§ Passage:
==================================================

2009-09-13 Thread Ron Jensen
On Sat, 2009-09-12 at 10:21 -0500, Tim Moore wrote:
 Update of /var/cvs/FlightGear-0.9/source/src/Environment
 In directory baron.flightgear.org:/tmp/cvs-serv2733/src/Environment
 
 Modified Files:
   atmosphere.cxx atmosphere.hxx environment.cxx environment.hxx 
 Log Message:
 Merge branch 'topic/atmos-merge' into next
 
 John Denker's atmosphere changes. Original commit message:
 Two-parameter physics-based model of atmosphere up to 262,467 ft i.e.
 the top of the mesosphere. Correctly exhibits the HALT phenomenon.


Index: environment.cxx
629 : curt 1.1 FGEnvironment::_recalc_sl_temperature ()
630 : {

(...)

==================================================

§ Written exercise:
According to the passage, up to what altitude does the two-parameter atmosphere model extend?

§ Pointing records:
==================================================

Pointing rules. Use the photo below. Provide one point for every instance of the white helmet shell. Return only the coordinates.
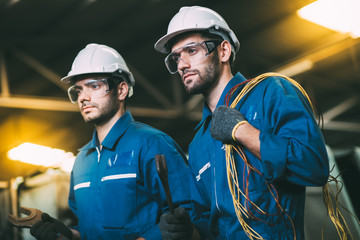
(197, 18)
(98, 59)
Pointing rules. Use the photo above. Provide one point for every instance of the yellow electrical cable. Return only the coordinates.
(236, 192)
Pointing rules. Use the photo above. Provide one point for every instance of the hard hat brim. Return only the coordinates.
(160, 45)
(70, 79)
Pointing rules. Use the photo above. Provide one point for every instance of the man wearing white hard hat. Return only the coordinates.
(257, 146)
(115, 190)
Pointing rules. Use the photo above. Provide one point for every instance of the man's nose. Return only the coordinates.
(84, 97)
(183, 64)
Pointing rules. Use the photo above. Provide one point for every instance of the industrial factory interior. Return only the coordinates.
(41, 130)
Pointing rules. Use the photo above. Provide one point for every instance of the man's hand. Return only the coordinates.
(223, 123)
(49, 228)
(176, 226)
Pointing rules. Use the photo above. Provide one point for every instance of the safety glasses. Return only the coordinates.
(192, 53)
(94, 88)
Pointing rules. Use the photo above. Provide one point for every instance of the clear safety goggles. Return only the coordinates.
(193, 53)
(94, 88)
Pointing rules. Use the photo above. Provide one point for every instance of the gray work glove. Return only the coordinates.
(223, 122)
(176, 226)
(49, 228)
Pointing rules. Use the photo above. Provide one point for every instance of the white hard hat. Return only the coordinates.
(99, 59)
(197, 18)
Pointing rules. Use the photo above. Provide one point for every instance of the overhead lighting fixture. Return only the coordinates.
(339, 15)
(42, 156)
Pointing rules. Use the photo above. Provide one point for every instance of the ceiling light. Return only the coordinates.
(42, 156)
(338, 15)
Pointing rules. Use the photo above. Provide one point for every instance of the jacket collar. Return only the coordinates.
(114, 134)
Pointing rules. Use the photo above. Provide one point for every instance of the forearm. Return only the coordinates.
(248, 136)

==================================================

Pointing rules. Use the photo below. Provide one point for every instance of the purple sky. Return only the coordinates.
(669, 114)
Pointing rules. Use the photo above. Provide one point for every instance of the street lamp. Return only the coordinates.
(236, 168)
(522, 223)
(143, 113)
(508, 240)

==================================================

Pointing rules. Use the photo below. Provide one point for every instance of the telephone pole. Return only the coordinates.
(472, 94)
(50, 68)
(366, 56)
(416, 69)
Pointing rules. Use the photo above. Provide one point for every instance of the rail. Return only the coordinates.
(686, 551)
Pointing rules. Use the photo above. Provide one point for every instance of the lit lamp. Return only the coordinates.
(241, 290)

==================================================

§ Solution to the exercise:
Up to 262,467 ft, the top of the mesosphere.